Life science conversions in suburban assets are likely to have supported leasing and revenue growth.
High debt and a rise in interest expenses may have pressured BXP's quarterly FFO.
BXP, Inc. (BXP - Free Report) is slated to report third-quarter 2025 results on Oct. 28, after market close. While the company’s quarterly results are likely to display a year-over-year rise in revenues, funds from operations (FFO) per share are expected to decline.
In the last reported quarter, this office real-estate investment trust (REIT) reported FFO per share of $1.71, which surpassed the Zacks Consensus Estimate of $1.67. The quarterly results reflected better-than-anticipated revenues on healthy leasing activity. However, higher interest expenses during the quarter marred its year-over-year FFO per share growth.
Over the preceding four quarters, BXP’s FFO per share surpassed the Zacks Consensus Estimate once, missed in the other and met in the remaining periods, the average beat being 0.45%. This is depicted in the graph below:
Per a Cushman & Wakefield report, the U.S. office demand is witnessing solid momentum for high-quality spaces as more companies are now expanding their footprint after years of curtailment. The supply pressure is also continuing to recede.
During the third quarter, though net absorption for the broader office market turned out to be negative, the gross leasing activity trended upward. Out of the 92 U.S. markets tracked by Cushman & Wakefield Research, 46 experienced positive absorption.
The demand for Class A assets is high due to companies' preference, driven by a focus on employee retention through enhanced experience. Fourteen markets experienced positive Class A absorption despite overall negative absorption.
The accelerating demand resulted in a contraction of vacant sublease availabilities by 14.5% from its first-quarter 2024 peak, with 55 U.S. markets witnessing year-over-year declines. Vacancy in obsolete assets is becoming increasingly prevalent.

- **Data shown**:
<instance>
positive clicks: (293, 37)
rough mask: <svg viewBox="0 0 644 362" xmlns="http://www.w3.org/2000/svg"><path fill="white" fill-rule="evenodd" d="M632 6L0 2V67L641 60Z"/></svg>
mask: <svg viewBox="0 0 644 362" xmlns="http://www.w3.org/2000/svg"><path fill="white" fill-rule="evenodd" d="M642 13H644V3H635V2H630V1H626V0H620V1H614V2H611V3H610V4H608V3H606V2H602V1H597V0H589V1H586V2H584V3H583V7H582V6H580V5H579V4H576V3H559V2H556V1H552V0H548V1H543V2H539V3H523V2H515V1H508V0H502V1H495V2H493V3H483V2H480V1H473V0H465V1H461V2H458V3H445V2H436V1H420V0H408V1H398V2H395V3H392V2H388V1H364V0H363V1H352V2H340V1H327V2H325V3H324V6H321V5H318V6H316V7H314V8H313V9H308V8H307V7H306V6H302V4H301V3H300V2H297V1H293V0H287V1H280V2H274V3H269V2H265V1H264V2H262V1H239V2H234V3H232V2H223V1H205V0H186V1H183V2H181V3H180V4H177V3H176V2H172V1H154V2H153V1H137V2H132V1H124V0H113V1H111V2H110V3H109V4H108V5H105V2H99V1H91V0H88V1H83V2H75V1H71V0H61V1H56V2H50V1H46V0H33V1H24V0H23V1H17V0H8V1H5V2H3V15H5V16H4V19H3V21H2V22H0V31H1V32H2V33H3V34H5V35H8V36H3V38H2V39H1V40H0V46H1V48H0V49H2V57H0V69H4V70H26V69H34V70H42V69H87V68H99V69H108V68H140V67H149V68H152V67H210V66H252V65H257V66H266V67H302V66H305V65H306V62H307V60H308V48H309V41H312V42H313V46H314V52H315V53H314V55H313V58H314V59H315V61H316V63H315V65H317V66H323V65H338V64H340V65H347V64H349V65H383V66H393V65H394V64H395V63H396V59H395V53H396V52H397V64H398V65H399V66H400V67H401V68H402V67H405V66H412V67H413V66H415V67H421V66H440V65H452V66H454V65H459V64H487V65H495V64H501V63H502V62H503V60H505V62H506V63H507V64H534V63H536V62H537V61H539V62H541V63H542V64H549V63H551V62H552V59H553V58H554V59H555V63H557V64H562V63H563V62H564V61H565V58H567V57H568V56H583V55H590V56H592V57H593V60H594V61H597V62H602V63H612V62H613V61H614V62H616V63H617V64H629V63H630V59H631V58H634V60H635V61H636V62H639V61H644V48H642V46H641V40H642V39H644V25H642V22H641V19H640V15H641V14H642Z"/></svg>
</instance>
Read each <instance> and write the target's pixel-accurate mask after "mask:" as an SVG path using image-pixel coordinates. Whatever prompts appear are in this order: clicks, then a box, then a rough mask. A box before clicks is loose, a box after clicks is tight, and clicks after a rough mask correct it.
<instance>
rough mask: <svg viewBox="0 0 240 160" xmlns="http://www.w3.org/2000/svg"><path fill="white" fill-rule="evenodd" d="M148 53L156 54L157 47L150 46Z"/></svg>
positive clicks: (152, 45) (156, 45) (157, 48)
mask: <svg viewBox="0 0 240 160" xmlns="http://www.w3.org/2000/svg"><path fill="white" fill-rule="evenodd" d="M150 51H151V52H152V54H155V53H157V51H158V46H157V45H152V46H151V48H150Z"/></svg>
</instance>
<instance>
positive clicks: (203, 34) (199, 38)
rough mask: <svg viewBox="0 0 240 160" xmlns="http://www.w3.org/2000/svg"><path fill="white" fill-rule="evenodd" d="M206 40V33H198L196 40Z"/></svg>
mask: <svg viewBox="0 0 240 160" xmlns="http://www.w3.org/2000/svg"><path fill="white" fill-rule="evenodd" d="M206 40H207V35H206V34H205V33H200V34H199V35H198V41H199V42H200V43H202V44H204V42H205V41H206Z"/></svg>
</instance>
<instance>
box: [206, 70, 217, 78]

- **Parts of the exercise**:
1. From the BXP earnings preview, output the stretch from "High debt and" through "per share growth.".
2. Using the BXP earnings preview, answer these questions:
(a) What FFO per share did BXP report in the last reported quarter?
(b) Of the U.S. markets tracked by Cushman & Wakefield Research, how many experienced positive absorption during the third quarter?
(c) By what percentage did vacant sublease availabilities contract from their first-quarter 2024 peak?
3. Write the next part of the BXP earnings preview, picking up after its final sentence.

- **Exercise answers**:
1.
High debt and a rise in interest expenses may have pressured BXP's quarterly FFO.
BXP, Inc. (BXP - Free Report) is slated to report third-quarter 2025 results on Oct. 28, after market close. While the company’s quarterly results are likely to display a year-over-year rise in revenues, funds from operations (FFO) per share are expected to decline.
In the last reported quarter, this office real-estate investment trust (REIT) reported FFO per share of $1.71, which surpassed the Zacks Consensus Estimate of $1.67. The quarterly results reflected better-than-anticipated revenues on healthy leasing activity. However, higher interest expenses during the quarter marred its year-over-year FFO per share growth.

2.
(a) $1.71
(b) 46 of the 92 markets
(c) 14.5%

3.
Supply pressures are decelerating due to dwindling new construction activity and lower deliveries. The under-construction pipeline for the third quarter of 2025 stood at 22.5 million square feet (MSF), the lowest total in the 21st century, representing a tad 0.4% of the total office inventory. At the same time, new deliveries in the third quarter at just 7.1 MSF were 30% lower than the quarterly average since 2020.
BXP: Factors at Play
In the context of the above U.S. office industry background, BXP is poised to gain from the growing preference for quality office spaces among tenants and the company's ability to offer such spaces. BXP’s properties are likely to have witnessed healthy leasing activity in the third quarter.
Moreover, the rise in demand for top-quality office spaces continues to be driven by technology and life science businesses. Amid strong demand from life-science tenants, the company is converting numerous straight office buildings to laboratory/life science spaces in its suburban portfolio. This is likely to have aided its leasing activity, boosting its top line in the reported quarter.
The Zacks Consensus Estimate for third-quarter revenues is pegged at $806.6 million, suggesting a marginal increase from the prior-year quarter’s reported number.
However, substantial debt and high interest expenses are expected to have been a spoilsport for BXP during the to-be-reported quarter. We estimate a 1.3% year-over-year increase in interest expenses for the third quarter.
BXP’s activities in the to-be-reported quarter were inadequate in garnering analysts’ confidence. The Zacks Consensus Estimate for third-quarter FFO per share has remained unchanged at $1.72 over the past two months. Also, it suggests a 5% decrease from the year-ago quarter’s tally.
What Our Quantitative Model Predicts for BXP
Our proven model doesn’t conclusively predict a surprise in terms of FFO per share for BXP this quarter. The combination of a positive Earnings ESP and a Zacks Rank #1 (Strong Buy), 2 (Buy) or 3 (Hold) increases the chances of an FFO beat, which is not the case here.
BXP has an Earnings ESP of -1.16% and currently carries a Zacks Rank of 3. You can uncover the best stocks to buy or sell before they’re reported with our Earnings ESP Filter.
Stocks That Warrant a Look
Here are two stocks from the broader REIT sector — Ventas (VTR - Free Report) and Extra Space Storage (EXR - Free Report) — you may want to consider, as our model shows that these have the right combination of elements to report a surprise this quarter.
Extra Space Storage, slated to release quarterly numbers on Oct. 29, has an Earnings ESP of +0.23% and carries a Zacks Rank of 3 at present.
Note: Anything related to earnings presented in this write-up represents funds from operations (FFO), a widely used metric to gauge the performance of REITs.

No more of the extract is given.